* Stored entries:
= Beginning of Section =
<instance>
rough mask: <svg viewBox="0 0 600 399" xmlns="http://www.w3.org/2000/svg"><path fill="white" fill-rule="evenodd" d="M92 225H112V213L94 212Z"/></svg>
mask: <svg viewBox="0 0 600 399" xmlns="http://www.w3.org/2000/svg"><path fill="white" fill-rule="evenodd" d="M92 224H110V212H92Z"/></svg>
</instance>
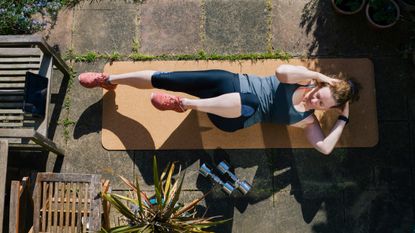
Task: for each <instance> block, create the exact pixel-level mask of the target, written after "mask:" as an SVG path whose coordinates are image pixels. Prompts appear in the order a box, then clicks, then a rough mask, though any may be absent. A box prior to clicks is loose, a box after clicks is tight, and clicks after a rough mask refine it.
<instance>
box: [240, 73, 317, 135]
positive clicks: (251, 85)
mask: <svg viewBox="0 0 415 233" xmlns="http://www.w3.org/2000/svg"><path fill="white" fill-rule="evenodd" d="M239 81H240V86H241V93H251V94H254V95H256V96H257V97H258V100H259V103H260V104H259V107H258V109H257V111H256V112H255V114H254V115H252V116H251V117H249V118H248V119H247V120H246V121H245V123H244V128H246V127H249V126H251V125H253V124H255V123H258V122H269V123H275V124H284V125H290V124H294V123H297V122H300V121H301V120H304V119H305V118H307V117H308V116H310V115H311V114H312V113H313V112H314V110H309V111H306V112H298V111H297V110H296V109H295V108H294V105H293V102H292V97H293V94H294V91H295V90H296V89H297V88H298V87H300V86H301V85H299V84H288V83H281V82H280V81H279V80H278V79H277V77H276V76H275V75H273V76H269V77H263V78H262V77H258V76H256V75H247V74H239Z"/></svg>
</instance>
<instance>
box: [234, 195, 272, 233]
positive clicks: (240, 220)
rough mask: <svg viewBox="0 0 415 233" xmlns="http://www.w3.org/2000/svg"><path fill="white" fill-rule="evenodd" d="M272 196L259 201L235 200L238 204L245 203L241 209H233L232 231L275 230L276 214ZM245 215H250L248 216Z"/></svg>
mask: <svg viewBox="0 0 415 233" xmlns="http://www.w3.org/2000/svg"><path fill="white" fill-rule="evenodd" d="M272 199H273V198H272V196H270V197H269V198H268V199H265V200H261V201H259V202H254V203H252V202H248V204H246V202H247V201H249V199H248V200H247V198H241V199H237V200H236V202H237V203H238V204H239V205H247V206H246V207H245V208H243V209H242V210H238V209H237V208H236V209H235V210H234V214H233V218H232V220H233V223H232V232H264V233H265V232H277V228H278V227H277V224H276V222H277V221H278V220H277V219H278V217H279V216H278V215H277V207H276V206H274V205H273V204H272V203H273V200H272ZM247 216H252V217H250V218H248V217H247Z"/></svg>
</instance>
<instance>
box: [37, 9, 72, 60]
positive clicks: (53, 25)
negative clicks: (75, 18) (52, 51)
mask: <svg viewBox="0 0 415 233" xmlns="http://www.w3.org/2000/svg"><path fill="white" fill-rule="evenodd" d="M73 14H74V10H73V9H67V8H65V9H64V10H61V11H59V14H58V17H57V20H56V21H52V22H53V23H52V25H51V26H49V27H48V28H47V29H46V30H44V31H41V32H40V33H39V34H41V35H42V36H43V37H44V38H45V39H46V41H47V43H48V44H49V45H50V46H51V47H53V48H54V49H55V51H57V52H58V53H61V54H64V53H65V52H66V51H67V50H68V49H70V48H71V47H72V27H73V20H74V19H73Z"/></svg>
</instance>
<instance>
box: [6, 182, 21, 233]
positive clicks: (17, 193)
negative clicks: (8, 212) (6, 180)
mask: <svg viewBox="0 0 415 233" xmlns="http://www.w3.org/2000/svg"><path fill="white" fill-rule="evenodd" d="M19 189H20V181H16V180H13V181H12V184H11V187H10V204H9V205H10V209H9V233H13V232H14V233H19V219H20V217H19V209H20V192H19Z"/></svg>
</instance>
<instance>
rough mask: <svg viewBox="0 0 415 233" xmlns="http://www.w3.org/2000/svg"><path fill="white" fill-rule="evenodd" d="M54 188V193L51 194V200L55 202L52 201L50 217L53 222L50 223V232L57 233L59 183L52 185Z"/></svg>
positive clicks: (56, 182)
mask: <svg viewBox="0 0 415 233" xmlns="http://www.w3.org/2000/svg"><path fill="white" fill-rule="evenodd" d="M54 186H55V192H54V194H53V199H54V200H55V201H53V211H52V215H53V221H52V226H53V227H52V231H53V232H58V229H57V227H58V212H59V211H58V201H57V200H58V197H59V183H58V182H56V183H54Z"/></svg>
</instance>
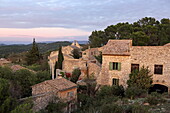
= End of Section =
Write out only the lines that run from the line containing "positive clicks: (17, 193)" through the line containing "188V193L51 194V200L55 202L52", both included, exactly as they appear above.

positive clicks: (17, 193)
negative clicks: (8, 212) (6, 180)
mask: <svg viewBox="0 0 415 233" xmlns="http://www.w3.org/2000/svg"><path fill="white" fill-rule="evenodd" d="M19 189H20V181H16V180H13V181H12V184H11V187H10V204H9V205H10V209H9V233H13V232H14V233H19V219H20V217H19V209H20V192H19Z"/></svg>
</instance>
<instance>
rough mask: <svg viewBox="0 0 415 233" xmlns="http://www.w3.org/2000/svg"><path fill="white" fill-rule="evenodd" d="M54 188V193L51 194V200L55 202L52 201L50 217L53 222L50 223V232L57 233L59 183L52 185Z"/></svg>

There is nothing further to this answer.